PROMPT:
Repeat all entries below exactly as shown.

Dataset entries:
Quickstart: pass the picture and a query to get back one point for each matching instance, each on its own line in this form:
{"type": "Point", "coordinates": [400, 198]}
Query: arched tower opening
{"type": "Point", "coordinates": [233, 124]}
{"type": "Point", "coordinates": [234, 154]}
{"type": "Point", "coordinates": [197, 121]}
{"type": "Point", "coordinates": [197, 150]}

WRITTEN SOLUTION:
Quickstart: pass the picture and a query to get back one point for each matching instance, each on its own line in this form:
{"type": "Point", "coordinates": [400, 198]}
Query: arched tower opening
{"type": "Point", "coordinates": [233, 124]}
{"type": "Point", "coordinates": [234, 154]}
{"type": "Point", "coordinates": [197, 121]}
{"type": "Point", "coordinates": [197, 150]}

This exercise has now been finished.